— Start GIVEN TEXT —

The Platform Nobody Thinks About Anymore
There is a category of engineering work that only becomes visible when it breaks.
Nobody notices that the compliance record was created automatically. Nobody notices that the lock file prevented two test suites from corrupting each other's results. Nobody notices the production gate checking the right staging run, until the day it does not exist and a broken build reaches production at 3am.
That is platform engineering. The better you do it, the more invisible it becomes.
Over the course of a year, I worked on internal testing and compliance infrastructure that multiple services could depend on. Not one pipeline, but shared deployment safety infrastructure that other teams could plug into with a small workflow change. This is the story of how it came together, and what I learned about building systems that disappear into the background.
The Starting Point: Everyone Rolling Their Own
When I started this work, each repository had its own answer to three problems:
- Staging tests: how do you prove a deployment works before promoting it?
- Compliance records: how do you create an auditable record that a deployment happened, with the right approvals and metadata?
- Production gating: how do you prevent a bad build from reaching production?
Some repositories had ad-hoc scripts. Some had manual checklists. Some had nothing, which is really just the "deploy and hope" model with a nicer name.
Each team had solved the same problem slightly differently. None of the solutions composed. If a new service wanted the same level of deployment safety, it had to start from scratch.
The vision was simple:
Build reusable infrastructure so that any service can get staging tests, compliance records and production gating by adding a small amount of workflow configuration.
Make the safe path the easy path.
Getting there was less simple.
Phase 1: Compliance Record Automation
The first piece was compliance automation.

— End GIVEN TEXT —
— Start AVAILABLE DATA —

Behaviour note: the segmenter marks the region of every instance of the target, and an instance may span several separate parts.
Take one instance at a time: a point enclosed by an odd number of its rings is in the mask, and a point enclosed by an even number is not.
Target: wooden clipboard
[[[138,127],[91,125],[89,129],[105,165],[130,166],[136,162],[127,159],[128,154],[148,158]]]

— End AVAILABLE DATA —

__EXERCISE TASKS__:
a – In the platform engineering article, what was the first piece of the work?
b – List the three problems that each repository had its own answer to, according to the platform engineering article.
c – Write the next part of the platform engineering article, picking up after its final sentence.
The material included here was drawn from a separate source.

__TASK-BY-TASK ANSWERS__:
a – Compliance automation.

b –
- Staging tests
- Compliance records
- Production gating

c –
Every production deployment needed a change record: change type, category, environment, approver, timestamp, release version and the right workflow transitions. Teams were creating these manually. That meant people could forget, choose the wrong values, or leave audit gaps that had to be cleaned up later.
The obvious solution was to create the change record automatically as part of the deployment pipeline.
The non-obvious problem was that enterprise APIs are often less documented than they look.
The "No Documentation Exists" Problem
The compliance records needed specific field values and workflow transitions. The UI showed human-readable labels. The API expected internal field IDs, option IDs and transition IDs that were not obvious from the screen.
So I reverse-engineered it one API call at a time.
# Find the internal field IDs for a known record
curl -s "$ISSUE_API/example-record" | jq '.fields | keys[]'
# Discover valid workflow transitions
curl -s "$ISSUE_API/example-record/transitions" | jq '.transitions[] | {id, name}'
# Inspect valid values for a custom field
curl -s "$FIELD_API/custom-field/context" | jq .
This was not glamorous work. It was manual API probing: try a payload, get a 400, inspect the response, adjust the field, try again. Documentation was incomplete or wrong in places. Some values were only discoverable by comparing an existing correct record against the API response.
But that boring field-mapping work became the foundation. Every service that can now create compliant deployment records automatically depends on those mappings being correct.
The Idempotent Key
The critical design decision was this:
The release tag is the idempotent key.
If a pipeline retries because of a network blip or a manual re-run, it must not create duplicate change records. So the action checks whether a record already exists for that release tag. If it exists, it reuses it. If not, it creates one.
# Pseudocode for the idempotent check
- name: Check for existing change record
run: |
existing=$(search_change_records "release_tag = ${{ github.ref_name }}")
if [ -n "$existing" ]; then
echo "record already exists: $existing"
echo "record_exists=true" >> $GITHUB_OUTPUT
fi
This sounds obvious in hindsight, but without it every retry can create another record. Every manual re-run becomes audit noise. Someone then has to manually work out which record is real.
The idempotent key makes the system deterministic: same release tag, same record, no matter how many times the workflow runs.
Phase 2: The Staging Test Executor
The second piece was harder.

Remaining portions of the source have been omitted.